EXCERPT TO READ:
....
After he finished shooting The Smiling Lieutenant at Paramount’s short-lived studio branch in Queens, New York, Lubitsch returned to Hollywood to find a general malaise—the ongoing Depression was now being widely felt within the film industry; theater attendance had dropped precipitously by 1931. And even though The Smiling Lieutenant would be met with acclaim (including a third best picture Oscar nomination for Lubitsch) and would mark his third musical hit in a row (a feat equaled only by the sensational Parisian filmmaker René Clair), Lubitsch began moving away from the formula with his next project, a dark, brooding World War I film with Lionel Barrymore titled The Man I Killed (a.k.a. Broken Lullaby). An expensive flop, the dire drama is mostly recalled as a momentary break before Lubitsch would go on to complete his joyous musical cycle, and become an increasingly powerful Hollywood force.

 

ONE HOUR WITH YOU: ONE LAST KISS

Ernst Lubitsch’s final musical at Paramount, One Hour with You (1932), was, like his earlier such works, a frothy affair greeted with enthusiasm and award nominations, but its production proved to be one of the most contentious of Lubitsch’s career. The German émigré, whose musicals had revitalized the film industry, was by this time an invaluable presence in Hollywood, and before his contract with Paramount was up in early 1932, the studio wanted to get as much work out of him as possible. Thus, even while shooting the drama The Man I Killed, Lubitsch was assigned to supervise a Maurice Chevalier–Jeanette MacDonald musical, to be directed by relative newcomer George Cukor. After reading the script, however, Lubitsch tossed it out and began work with Samson Raphaelson on a new draft, which he decided to adapt from his 1924 film The Marriage Circle.
....
PROVIDED DATA:
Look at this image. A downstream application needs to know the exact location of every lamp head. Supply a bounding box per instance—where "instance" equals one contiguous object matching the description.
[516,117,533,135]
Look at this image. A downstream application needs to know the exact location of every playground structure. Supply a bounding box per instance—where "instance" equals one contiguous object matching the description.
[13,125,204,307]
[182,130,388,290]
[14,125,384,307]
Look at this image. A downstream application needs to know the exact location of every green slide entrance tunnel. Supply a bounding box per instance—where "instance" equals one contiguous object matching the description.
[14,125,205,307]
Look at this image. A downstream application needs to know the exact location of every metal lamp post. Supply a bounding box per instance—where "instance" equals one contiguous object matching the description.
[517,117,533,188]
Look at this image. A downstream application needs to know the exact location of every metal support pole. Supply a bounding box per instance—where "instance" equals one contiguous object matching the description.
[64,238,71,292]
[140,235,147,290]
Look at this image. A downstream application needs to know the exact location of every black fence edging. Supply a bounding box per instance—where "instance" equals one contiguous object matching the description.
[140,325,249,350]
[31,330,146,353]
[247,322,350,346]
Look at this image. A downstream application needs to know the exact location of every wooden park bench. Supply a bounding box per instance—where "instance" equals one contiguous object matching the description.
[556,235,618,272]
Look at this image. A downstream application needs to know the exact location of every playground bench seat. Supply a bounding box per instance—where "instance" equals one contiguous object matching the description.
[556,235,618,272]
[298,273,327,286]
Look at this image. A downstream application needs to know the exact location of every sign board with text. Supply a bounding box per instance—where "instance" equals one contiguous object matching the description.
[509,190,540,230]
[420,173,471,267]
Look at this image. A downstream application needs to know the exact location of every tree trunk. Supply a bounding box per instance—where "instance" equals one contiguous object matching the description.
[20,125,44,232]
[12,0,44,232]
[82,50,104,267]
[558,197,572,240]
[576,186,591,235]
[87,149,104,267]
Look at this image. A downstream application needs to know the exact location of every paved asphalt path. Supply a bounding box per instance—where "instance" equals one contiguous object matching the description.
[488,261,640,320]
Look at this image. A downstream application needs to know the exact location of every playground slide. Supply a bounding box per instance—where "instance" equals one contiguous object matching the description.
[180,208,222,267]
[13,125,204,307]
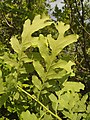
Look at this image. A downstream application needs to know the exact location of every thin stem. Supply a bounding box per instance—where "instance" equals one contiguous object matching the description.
[17,86,62,120]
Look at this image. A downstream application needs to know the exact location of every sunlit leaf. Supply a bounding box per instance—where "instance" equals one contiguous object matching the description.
[32,75,42,90]
[10,36,21,53]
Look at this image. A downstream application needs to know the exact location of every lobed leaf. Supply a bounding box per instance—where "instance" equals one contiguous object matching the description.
....
EXERCISE INSTRUCTIONS: Copy the Lubitsch excerpt from "ONE HOUR WITH YOU: ONE" to "The Marriage Circle.", putting "bubbly" in place of "frothy". The records are not needed for this work.

OUTPUT OF THE TASK:
ONE HOUR WITH YOU: ONE LAST KISS

Ernst Lubitsch’s final musical at Paramount, One Hour with You (1932), was, like his earlier such works, a bubbly affair greeted with enthusiasm and award nominations, but its production proved to be one of the most contentious of Lubitsch’s career. The German émigré, whose musicals had revitalized the film industry, was by this time an invaluable presence in Hollywood, and before his contract with Paramount was up in early 1932, the studio wanted to get as much work out of him as possible. Thus, even while shooting the drama The Man I Killed, Lubitsch was assigned to supervise a Maurice Chevalier–Jeanette MacDonald musical, to be directed by relative newcomer George Cukor. After reading the script, however, Lubitsch tossed it out and began work with Samson Raphaelson on a new draft, which he decided to adapt from his 1924 film The Marriage Circle.